**Your instructions**
Here is a set of records. Copy them all exactly.

**The data**
::::::::

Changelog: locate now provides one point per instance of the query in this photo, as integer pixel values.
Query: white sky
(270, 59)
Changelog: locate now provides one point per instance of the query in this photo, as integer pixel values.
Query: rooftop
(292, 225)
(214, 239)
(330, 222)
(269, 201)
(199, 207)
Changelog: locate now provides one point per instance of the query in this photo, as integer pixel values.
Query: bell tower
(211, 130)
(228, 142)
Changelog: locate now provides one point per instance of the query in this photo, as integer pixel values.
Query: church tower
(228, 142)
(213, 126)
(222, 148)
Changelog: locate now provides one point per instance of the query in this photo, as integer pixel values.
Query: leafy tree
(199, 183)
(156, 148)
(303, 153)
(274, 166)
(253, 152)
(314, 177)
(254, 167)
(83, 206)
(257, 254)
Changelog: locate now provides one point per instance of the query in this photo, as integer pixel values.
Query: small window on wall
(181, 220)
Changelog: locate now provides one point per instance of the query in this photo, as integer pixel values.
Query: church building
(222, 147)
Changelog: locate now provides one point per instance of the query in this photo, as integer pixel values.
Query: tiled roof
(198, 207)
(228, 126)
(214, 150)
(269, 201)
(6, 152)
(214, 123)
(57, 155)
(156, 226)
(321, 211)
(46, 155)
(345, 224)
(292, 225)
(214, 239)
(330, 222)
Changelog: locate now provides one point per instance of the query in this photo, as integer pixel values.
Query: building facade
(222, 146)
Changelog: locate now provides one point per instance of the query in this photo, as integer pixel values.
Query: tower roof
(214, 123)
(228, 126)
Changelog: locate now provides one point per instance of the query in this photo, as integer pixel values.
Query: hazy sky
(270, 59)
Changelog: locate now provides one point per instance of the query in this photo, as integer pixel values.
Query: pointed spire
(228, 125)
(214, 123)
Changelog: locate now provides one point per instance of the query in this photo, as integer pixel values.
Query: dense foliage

::::::::

**Response below**
Changelog: locate now provides one point per instance of the query in this photo, as integer pixel values.
Query: white sky
(270, 59)
Changelog: locate now provides one point per instance of the query in this photo, as integer pixel values.
Query: rooftop
(292, 225)
(214, 239)
(330, 222)
(269, 201)
(199, 207)
Changelog: locate now provides one point per instance of the query in this photo, as integer pixel values.
Query: bell tower
(211, 130)
(228, 142)
Changelog: locate now provides one point per instance of the query in this photo, as integer pixel values.
Query: church tower
(228, 142)
(213, 126)
(222, 148)
Changelog: locate now provides one point per instance of the query in this photo, as integer pixel values.
Query: leafy tree
(199, 183)
(156, 148)
(303, 153)
(274, 166)
(253, 152)
(314, 177)
(254, 167)
(83, 206)
(257, 254)
Changelog: locate now provides one point per instance of the query in this photo, as integer pixel values.
Query: small window on wall
(181, 220)
Changelog: locate now provides one point per instance of the query in this photo, as integer pixel values.
Query: church building
(222, 147)
Changelog: locate now provides one point per instance of the query in this photo, as integer pixel values.
Query: tiled roof
(198, 207)
(228, 126)
(214, 150)
(269, 201)
(6, 152)
(214, 123)
(57, 155)
(156, 226)
(321, 211)
(46, 155)
(345, 224)
(292, 225)
(214, 239)
(330, 222)
Changelog: locate now provides one point per instance of the query in this photo, as integer pixel values.
Query: building facade
(222, 146)
Changelog: locate now provides one point per instance of the query in this photo, as integer pixel values.
Query: tower roof
(214, 123)
(228, 126)
Changelog: locate now provides one point per instance of the query in this photo, as integer pixel values.
Query: hazy sky
(270, 59)
Changelog: locate now provides one point per instance of the query in this photo, as integer pixel values.
Query: pointed spire
(228, 125)
(214, 123)
Changelog: locate now provides one point per instance of the query in this photo, as integer pixel values.
Query: dense foliage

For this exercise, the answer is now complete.